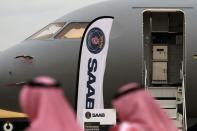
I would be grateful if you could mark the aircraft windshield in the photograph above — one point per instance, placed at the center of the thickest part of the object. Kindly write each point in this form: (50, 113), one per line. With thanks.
(72, 31)
(48, 31)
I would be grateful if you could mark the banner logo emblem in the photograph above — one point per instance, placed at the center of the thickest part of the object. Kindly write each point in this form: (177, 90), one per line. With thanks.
(95, 40)
(88, 115)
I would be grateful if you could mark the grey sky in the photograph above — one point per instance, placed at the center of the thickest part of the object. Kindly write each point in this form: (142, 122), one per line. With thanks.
(20, 18)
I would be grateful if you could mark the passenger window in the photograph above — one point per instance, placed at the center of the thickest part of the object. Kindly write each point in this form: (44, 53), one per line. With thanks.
(72, 31)
(48, 31)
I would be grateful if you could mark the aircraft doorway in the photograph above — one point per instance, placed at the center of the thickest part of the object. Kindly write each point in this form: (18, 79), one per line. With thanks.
(164, 51)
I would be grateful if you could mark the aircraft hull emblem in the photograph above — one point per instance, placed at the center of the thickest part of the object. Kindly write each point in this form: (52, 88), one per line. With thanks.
(95, 40)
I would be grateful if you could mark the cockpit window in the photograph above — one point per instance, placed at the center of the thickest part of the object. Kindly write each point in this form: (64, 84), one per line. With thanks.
(72, 31)
(48, 31)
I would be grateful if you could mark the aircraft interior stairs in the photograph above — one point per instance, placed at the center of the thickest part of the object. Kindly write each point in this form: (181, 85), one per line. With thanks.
(170, 98)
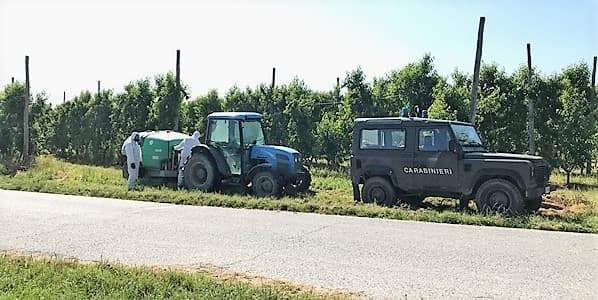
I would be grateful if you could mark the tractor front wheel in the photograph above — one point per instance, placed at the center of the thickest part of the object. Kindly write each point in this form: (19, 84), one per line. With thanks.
(199, 173)
(265, 184)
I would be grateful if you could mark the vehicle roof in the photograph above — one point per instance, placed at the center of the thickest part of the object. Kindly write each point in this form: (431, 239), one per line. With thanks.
(236, 115)
(405, 121)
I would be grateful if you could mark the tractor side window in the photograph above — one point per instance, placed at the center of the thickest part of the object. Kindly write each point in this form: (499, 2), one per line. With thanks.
(224, 133)
(382, 139)
(434, 140)
(253, 133)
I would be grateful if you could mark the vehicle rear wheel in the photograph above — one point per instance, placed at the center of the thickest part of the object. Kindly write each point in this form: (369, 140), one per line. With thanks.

■ ■ ■ ■ ■ ■ ■

◆ What the task asks
Starting at the line that contains "I would be grateful if you could mark the tractor side", copy each line exactly through the end of the listing above. Include that first line and the last one, and add nothing.

◆ The completed task
I would be grateful if you could mark the tractor side window in the photograph above — one point per instance, placed at the center of the thickest part of the object. Kindly write each point in this form: (499, 2), one per line. With thanks.
(224, 133)
(382, 139)
(434, 140)
(253, 133)
I would be grateful if you could mark the vehicle rear wheel in the photograph above — one point per instance, placed at the center of the thickest part of the object. Kindly write each point in this form: (369, 140), one per line. With thanks.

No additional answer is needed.